--- DO THIS ---
Rewrite every line of the entries below as a numbered list, omitting the blank lines.

-------- RECORDED DATA --------

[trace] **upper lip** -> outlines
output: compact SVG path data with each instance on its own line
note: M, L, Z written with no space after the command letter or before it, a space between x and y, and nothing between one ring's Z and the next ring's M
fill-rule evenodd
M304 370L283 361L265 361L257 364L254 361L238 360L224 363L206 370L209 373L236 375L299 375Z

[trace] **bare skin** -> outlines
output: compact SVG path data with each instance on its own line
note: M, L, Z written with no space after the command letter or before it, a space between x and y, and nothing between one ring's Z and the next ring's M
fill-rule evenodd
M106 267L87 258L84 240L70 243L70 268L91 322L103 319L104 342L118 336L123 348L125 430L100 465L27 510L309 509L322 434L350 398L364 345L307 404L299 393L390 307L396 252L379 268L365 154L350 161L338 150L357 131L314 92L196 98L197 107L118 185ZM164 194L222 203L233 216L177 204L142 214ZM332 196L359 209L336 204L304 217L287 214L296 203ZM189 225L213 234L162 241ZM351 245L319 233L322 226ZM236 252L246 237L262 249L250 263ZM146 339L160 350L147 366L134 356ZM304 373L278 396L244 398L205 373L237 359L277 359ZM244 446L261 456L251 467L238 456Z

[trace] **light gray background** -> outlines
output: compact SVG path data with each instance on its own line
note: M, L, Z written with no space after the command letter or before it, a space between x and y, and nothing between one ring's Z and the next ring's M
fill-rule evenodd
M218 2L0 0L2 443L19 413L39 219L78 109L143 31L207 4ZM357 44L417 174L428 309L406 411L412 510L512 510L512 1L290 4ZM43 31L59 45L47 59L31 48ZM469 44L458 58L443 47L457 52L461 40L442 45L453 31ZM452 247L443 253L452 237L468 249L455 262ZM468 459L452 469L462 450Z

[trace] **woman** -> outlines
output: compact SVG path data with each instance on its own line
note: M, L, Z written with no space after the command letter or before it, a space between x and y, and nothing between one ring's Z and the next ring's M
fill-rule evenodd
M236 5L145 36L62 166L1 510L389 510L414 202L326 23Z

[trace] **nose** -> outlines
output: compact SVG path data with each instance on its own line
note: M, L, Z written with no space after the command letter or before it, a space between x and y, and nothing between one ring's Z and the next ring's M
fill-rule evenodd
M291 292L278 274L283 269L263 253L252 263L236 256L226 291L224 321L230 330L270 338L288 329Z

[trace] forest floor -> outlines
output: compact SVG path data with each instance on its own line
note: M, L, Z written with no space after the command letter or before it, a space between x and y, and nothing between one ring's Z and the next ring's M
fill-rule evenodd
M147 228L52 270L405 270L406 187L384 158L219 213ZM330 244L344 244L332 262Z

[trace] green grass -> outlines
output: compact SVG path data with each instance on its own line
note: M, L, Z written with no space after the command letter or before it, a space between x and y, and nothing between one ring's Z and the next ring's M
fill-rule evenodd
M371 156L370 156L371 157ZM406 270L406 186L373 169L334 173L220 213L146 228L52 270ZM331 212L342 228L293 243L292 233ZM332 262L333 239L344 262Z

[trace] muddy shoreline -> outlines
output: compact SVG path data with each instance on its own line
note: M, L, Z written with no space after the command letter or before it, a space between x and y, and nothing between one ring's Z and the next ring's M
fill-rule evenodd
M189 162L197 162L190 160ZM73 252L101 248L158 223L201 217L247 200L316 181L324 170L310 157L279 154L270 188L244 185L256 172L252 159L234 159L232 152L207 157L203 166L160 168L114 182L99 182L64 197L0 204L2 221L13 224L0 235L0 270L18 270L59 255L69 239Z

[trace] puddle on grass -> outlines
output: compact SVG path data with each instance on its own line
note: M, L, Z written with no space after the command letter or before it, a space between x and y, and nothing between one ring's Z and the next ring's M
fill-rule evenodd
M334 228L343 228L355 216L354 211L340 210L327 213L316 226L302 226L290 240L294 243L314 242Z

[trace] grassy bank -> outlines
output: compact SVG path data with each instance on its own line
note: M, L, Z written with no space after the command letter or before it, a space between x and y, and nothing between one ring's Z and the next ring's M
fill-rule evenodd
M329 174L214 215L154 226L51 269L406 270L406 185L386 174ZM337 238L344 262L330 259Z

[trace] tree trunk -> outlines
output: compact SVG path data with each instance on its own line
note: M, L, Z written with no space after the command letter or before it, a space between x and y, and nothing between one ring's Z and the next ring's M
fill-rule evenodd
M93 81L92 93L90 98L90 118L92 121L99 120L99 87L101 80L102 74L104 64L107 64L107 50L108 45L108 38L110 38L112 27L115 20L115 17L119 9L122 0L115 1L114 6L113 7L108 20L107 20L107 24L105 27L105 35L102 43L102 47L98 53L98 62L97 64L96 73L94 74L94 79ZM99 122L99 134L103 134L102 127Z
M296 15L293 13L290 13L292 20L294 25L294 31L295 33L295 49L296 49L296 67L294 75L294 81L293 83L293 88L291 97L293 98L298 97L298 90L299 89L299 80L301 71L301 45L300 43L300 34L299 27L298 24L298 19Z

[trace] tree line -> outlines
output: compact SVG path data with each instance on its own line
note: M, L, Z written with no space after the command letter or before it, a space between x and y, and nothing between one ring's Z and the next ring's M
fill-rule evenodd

--------

--- OUTPUT OF THE EXERCISE ---
1. [trace] **upper lip** -> outlines
2. output: compact SVG path data with each instance on its own line
3. note: M, L, Z written with no space after the command letter or before it, a space between x and y, and nothing between one ring's Z and the next ring's M
4. fill-rule evenodd
5. M304 370L283 361L265 361L257 364L254 361L238 360L224 363L206 370L209 373L236 375L299 375Z
6. [trace] **bare skin** -> outlines
7. output: compact SVG path data with each instance on its own line
8. note: M, L, Z written with no space after the command letter or before it, a space between x and y, and nothing between one ring's Z and the next ring's M
9. fill-rule evenodd
10. M106 267L87 258L84 240L70 243L70 268L91 322L103 319L104 342L118 336L123 348L125 430L100 465L27 510L309 509L322 434L350 398L364 345L307 404L299 393L390 307L396 252L379 268L365 154L350 161L338 150L357 131L314 92L196 98L197 107L118 185ZM164 194L222 203L233 216L177 204L142 214ZM332 196L359 209L336 204L304 217L287 214L296 203ZM189 225L213 234L162 241ZM351 245L319 233L322 226ZM236 252L246 237L262 249L250 263ZM146 339L160 350L147 366L134 356ZM304 373L278 396L244 398L205 373L237 359L277 359ZM244 446L261 456L251 467L238 456Z
11. [trace] **light gray background** -> outlines
12. output: compact SVG path data with each instance on its own line
13. note: M, L, Z written with no space after the command letter or before it, a space between x and y, and nothing between one ring's Z and the next ring's M
14. fill-rule evenodd
15. M218 2L0 0L2 443L19 413L39 219L78 109L143 31L207 4ZM357 44L417 174L428 309L406 411L412 510L512 510L512 1L290 4ZM43 31L59 45L47 59L31 48ZM469 44L458 58L443 47L457 52L461 40L442 45L453 31ZM452 247L443 253L452 237L468 249L455 262ZM468 459L452 469L462 450Z
16. [trace] **woman** -> outlines
17. output: compact SVG path data with each instance on its own line
18. note: M, L, Z written with no space after the command letter or before it, a space between x and y, and nothing between one ring's Z and the next ring's M
19. fill-rule evenodd
20. M236 5L145 36L62 166L1 510L389 510L414 202L326 23Z
21. [trace] **nose** -> outlines
22. output: compact SVG path data with each instance on its own line
23. note: M, L, Z written with no space after the command letter or before it, a space between x and y, and nothing between one ring's Z and the next ring's M
24. fill-rule evenodd
25. M291 292L278 274L283 269L263 253L252 263L236 256L226 291L224 321L230 330L270 338L288 329Z
26. [trace] forest floor -> outlines
27. output: compact SVG path data with each instance on its own line
28. note: M, L, Z written with no space after the command letter or before it, a space between x and y, and nothing between one ring's Z and the next ring's M
29. fill-rule evenodd
30. M147 228L52 270L405 270L406 187L384 158L219 213ZM330 244L344 244L332 262Z
31. [trace] green grass -> outlines
32. output: compact SVG path data with each instance on its own line
33. note: M, L, Z written with no space after the command letter or before it, a space between x and y, and nothing between one ring's Z and the next ring's M
34. fill-rule evenodd
35. M371 156L370 156L371 157ZM406 270L406 186L373 169L334 173L220 213L146 228L52 270ZM331 212L342 228L293 243L292 233ZM332 262L333 239L344 262Z
36. [trace] muddy shoreline -> outlines
37. output: compact SVG path data with each instance on its own line
38. note: M, L, Z written with no space after the command letter or before it, a space between x and y, and nothing between one ring's Z and the next ring's M
39. fill-rule evenodd
40. M189 162L197 162L190 160ZM73 252L101 248L158 223L201 217L247 200L316 181L324 170L310 157L279 154L270 188L244 185L256 172L252 159L234 159L232 152L207 157L203 166L160 168L114 182L99 182L64 197L0 204L2 221L13 224L0 235L0 270L18 270L59 255L69 239Z
41. [trace] puddle on grass -> outlines
42. output: compact SVG path data with each instance on its own line
43. note: M, L, Z written with no space after the command letter or before it, a space between x and y, and nothing between one ring's Z and the next ring's M
44. fill-rule evenodd
45. M334 228L343 228L355 216L354 211L340 210L327 213L316 226L302 226L290 240L294 243L314 242Z
46. [trace] grassy bank -> outlines
47. output: compact SVG path data with each instance on its own line
48. note: M, L, Z written with no space after the command letter or before it, a space between x and y, and nothing between one ring's Z and the next ring's M
49. fill-rule evenodd
50. M329 174L214 215L154 226L51 269L406 270L406 185L386 174ZM337 238L344 262L330 259Z
51. [trace] tree trunk -> outlines
52. output: compact SVG path data with each instance on its own line
53. note: M, L, Z written with no space after the command letter or before it, a space between x and y, and nothing between one ring's Z and the next ring's M
54. fill-rule evenodd
55. M93 81L92 93L90 98L90 118L92 121L99 120L99 87L101 80L102 74L104 64L107 64L107 50L108 45L108 38L110 38L112 27L115 20L115 17L119 9L122 0L115 1L114 6L113 7L108 20L107 20L107 24L105 27L105 35L102 43L102 47L98 53L98 62L97 64L96 73L94 74L94 79ZM99 122L99 134L103 134L102 127Z
56. M296 15L293 13L290 13L292 20L294 25L294 31L295 33L295 49L296 49L296 67L294 75L294 81L293 83L293 88L291 97L293 98L298 97L298 90L299 89L299 80L301 71L301 45L300 43L300 34L299 27L298 24L298 19Z
57. [trace] tree line -> outlines
58. output: compact SVG path data with each instance on its own line
59. note: M, L, Z written with no space after the command letter or before it, a space between x and y, and nothing between one ring's Z and the next ring's M
60. fill-rule evenodd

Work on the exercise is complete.